● Text excerpt:
I earned my shower this morning

I started my Saturday morning with a slight feeling of FOMO (fear of missing out).  The popular Crazylegs Classic 8K was scheduled to start in downtown Madison this morning.  I haven't ran the race in the past couple of years.  However, it is "the" race to do in town for runners and "non runners".  I knew that my Facebook feed would be flooded with selfies and bib photos from the annual event.  However, I wasn't participating again.
 
I've really been trying to focus my time, energy and funds on longer distances instead of doing every race that pops up on an event calendar.  I really want to focus on quality - not quantity of events.  Sometimes I get just as much enjoyment out of meeting a friend for a run, running long with my husband on a local trail or scheduling a multi-hour training run all alone with my running tunes and a few energy gels. 
 
And then I'm coaching.  So fitting in my training runs along with helping others achieve their goals has become quite the balancing act.  Throw housework, errands, shuttling the kids around town - and valued family time - it requires a lot of planning and communication with everyone at home.  Communication includes discussing my plans with both my husband and my children.  I'm very thankful that my family understands how important running is to me.  And they either honor that alone time on my schedule, help me achieve the juggling act, or join me for a couple of miles.

● Material:
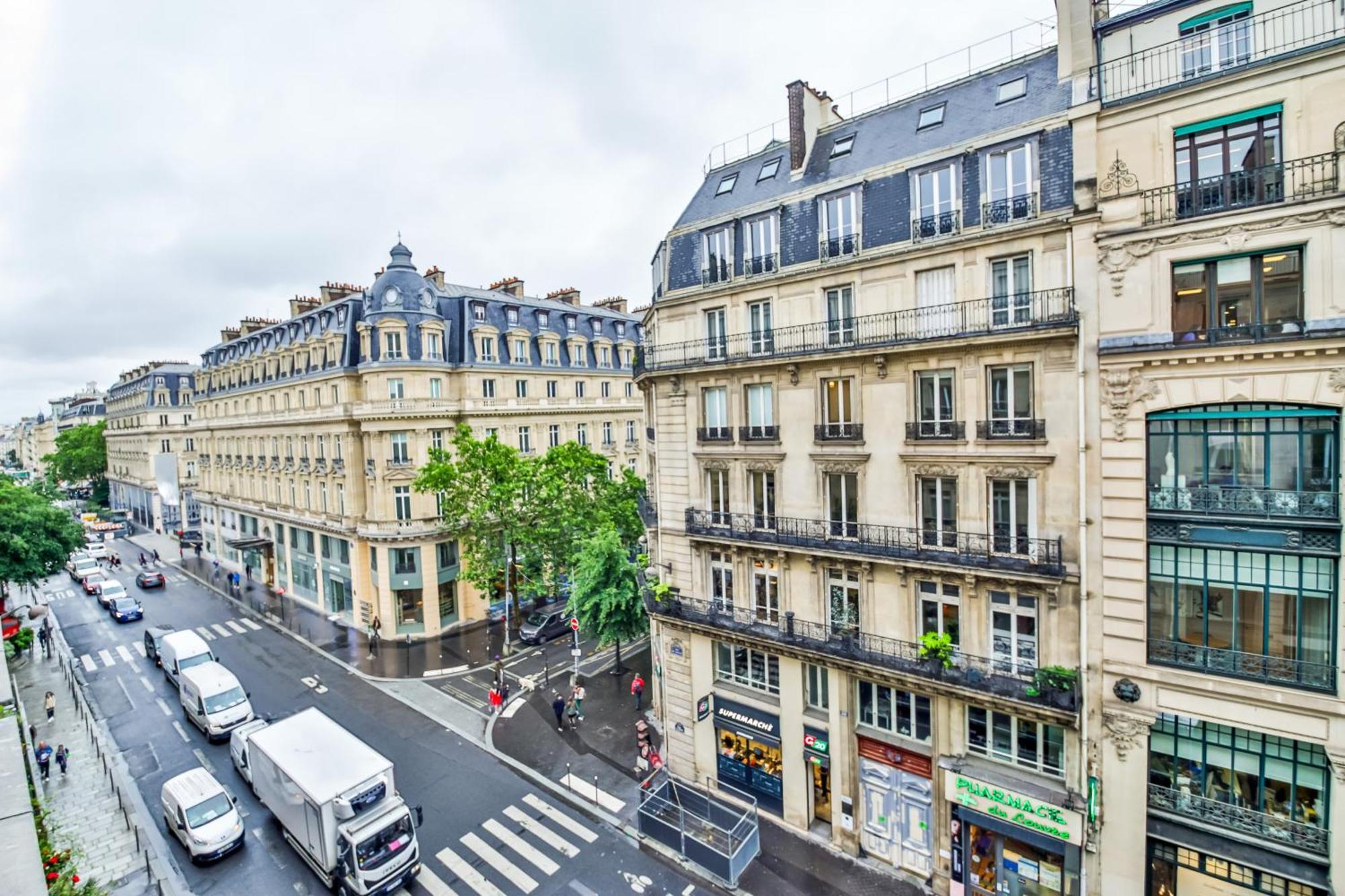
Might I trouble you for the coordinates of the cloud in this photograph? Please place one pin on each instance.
(169, 169)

● Task instructions:
1) In the running blog post, where was the Crazylegs Classic 8K scheduled to start?
2) Using the running blog post, explain why the writer skipped the Crazylegs Classic this year.
3) Please pick up the running blog post after its final sentence and carry it forward in the same voice.

● Response list:
1) In downtown Madison.

2) The writer has been trying to focus time, energy and funds on longer distances rather than entering every race on an event calendar. The goal is quality, not quantity, of events.

3)
 
 
Today, the alarm went off at 5:45.  I pumped and ate a light breakfast.  The most beautiful pink and orange sunrise lit the sky while I enjoyed my morning coffee.  I took the dog for a quick run around our neighborhood.  I then headed to the Glacial Drumlin with a group of women that are training for a 10K.  We ran thirty scenic minutes out on the trail together.  We spoke of everything from races, garage sales and church.  After heading back home, I visited quickly with my husband and Baby Girl before he headed off to work with her for a bit.  I headed out for three solo miles on my own with my running tunes.  Then I headed out for a couple more miles with a group of children that I am coaching this spring.  After picking up Baby Girl so that daddy could finish up his work, we headed out for an errand.  I came home and fed her, changed her, pumped and then finally showered while she went down for her nap. 
 
Fitting in time for yourself isn't always easy.  But, it's always worth it.  I got in about 8 miles this morning.  In those three hours, I would typically get in about 18 miles by myself.  But, I got in what I could.  When I could.  Life is certainly a juggling act some days.  I earned each mile this morning.  And I earned that shower that I finally took at noon. 

Friday, April 29, 2016

Sooooo ... this just happened!!

Sooooo ... this just happened!!

I was asked last fall to serve as a 2016 ambassador for the Milwaukee Running Festival. I had been debating and debating whether I should register for the half marathon or the full. I wanted to see how my body was going to adjust to getting back into long-distance running after baby #3 was born. So far, so good.



MARATHON #11 .... here I come!

If you want to register for one of the MRF events, use discount code RUNDIVA for $10 off your registration!
http://milwaukeerunningfestival.com/

REST | REFRESHED | RUN

After being exhausted this past week, my body finally caved and I was cursed with a cold. I wasn't sure if I was hoping if it was allergies or just being sick. But I was exhausted. I went to bed very eary on Wednesday night and last night I crashed at 7:45pm while rocking my baby to sleep.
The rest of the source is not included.